13 thoughts on “OPEC”

  1. Good article but there is a better plan and the EPA can’t do a damn thing about it.

    Methanol Fuel Cells

    Idatech over ten years ago designed a really nice reformation system to turn methanol into hydrogen for fuel cells. It would be about 30% more efficient than a carnot cycle (otto or Atkins) engine.

    Ballard Power bought idatech a couple of years ago so the tech is there to use…..

    1. That doesn’t actually help as much as you’d think. Gas and oil are fungible commodities on a global scale. When the price of oil is high due to OPEC collusion the price of natural gas also shoots up. Being an exporter of natural gas doesn’t help either, ask the Canadians about gasoline prices, because again it’s a global market. Without some sort of price controls, which would be bad, the best option is to get rid of the oil cartel that’s been manipulating supply and prices for the last several decades.

    1. Cartels are a result of collusion within the market. They eventually fail, if the market is allowed to function properly.

      If the market is not functioning properly, it is usually because the government strong-arms the cartel’s competition. They usually do this under the guise of “fairness.”

[Records excerpted from a collection]
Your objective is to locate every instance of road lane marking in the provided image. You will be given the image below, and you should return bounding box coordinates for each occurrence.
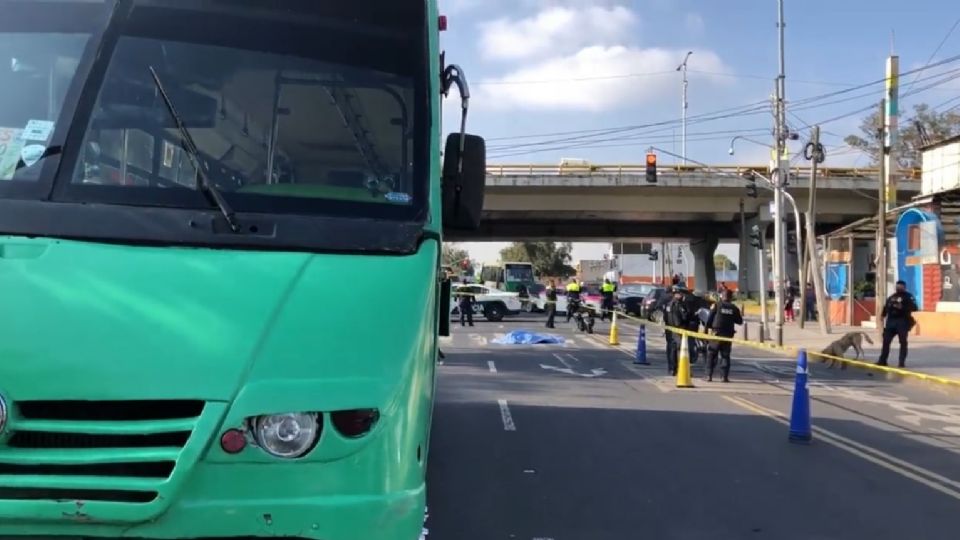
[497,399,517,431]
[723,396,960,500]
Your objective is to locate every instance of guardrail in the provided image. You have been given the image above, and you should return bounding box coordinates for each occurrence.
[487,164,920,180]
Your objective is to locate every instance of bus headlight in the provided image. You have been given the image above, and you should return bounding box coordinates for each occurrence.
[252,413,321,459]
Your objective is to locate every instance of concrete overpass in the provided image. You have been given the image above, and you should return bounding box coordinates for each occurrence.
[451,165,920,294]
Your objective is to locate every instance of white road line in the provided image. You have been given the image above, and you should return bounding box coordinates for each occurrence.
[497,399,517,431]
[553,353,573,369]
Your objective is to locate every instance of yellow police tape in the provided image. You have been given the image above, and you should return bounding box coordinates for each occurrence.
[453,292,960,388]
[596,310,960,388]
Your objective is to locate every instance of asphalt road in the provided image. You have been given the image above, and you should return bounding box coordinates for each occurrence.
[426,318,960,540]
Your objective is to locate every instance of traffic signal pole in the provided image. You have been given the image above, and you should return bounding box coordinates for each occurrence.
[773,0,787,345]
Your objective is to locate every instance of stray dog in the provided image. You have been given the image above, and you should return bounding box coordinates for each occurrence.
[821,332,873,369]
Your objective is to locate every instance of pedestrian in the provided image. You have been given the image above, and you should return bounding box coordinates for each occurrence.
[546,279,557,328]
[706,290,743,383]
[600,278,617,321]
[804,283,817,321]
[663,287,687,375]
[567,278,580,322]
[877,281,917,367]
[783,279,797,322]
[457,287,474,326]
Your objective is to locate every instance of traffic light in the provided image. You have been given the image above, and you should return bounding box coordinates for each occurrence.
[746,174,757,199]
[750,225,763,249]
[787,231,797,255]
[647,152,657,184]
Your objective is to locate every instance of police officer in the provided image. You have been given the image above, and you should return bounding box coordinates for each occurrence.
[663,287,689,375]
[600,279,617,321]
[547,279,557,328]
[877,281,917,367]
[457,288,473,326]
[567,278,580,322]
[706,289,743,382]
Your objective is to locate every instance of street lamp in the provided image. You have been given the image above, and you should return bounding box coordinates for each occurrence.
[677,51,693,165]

## REQUIRED TASKS:
1. In one to three sentences, explain why the OPEC comments say that being an exporter of natural gas doesn't help.
2. Repeat the OPEC comments word for word, starting with "Methanol Fuel Cells" and going on through "there to use…..".
The items are separate from the OPEC comments.

## OUTPUTS BY TASK:
1. Gas and oil are fungible commodities traded in a global market, so when OPEC collusion pushes the price of oil up, the price of natural gas rises too. Exporting natural gas therefore doesn't shield a country from those prices.

2.
Methanol Fuel Cells

    Idatech over ten years ago designed a really nice reformation system to turn methanol into hydrogen for fuel cells. It would be about 30% more efficient than a carnot cycle (otto or Atkins) engine.

    Ballard Power bought idatech a couple of years ago so the tech is there to use…..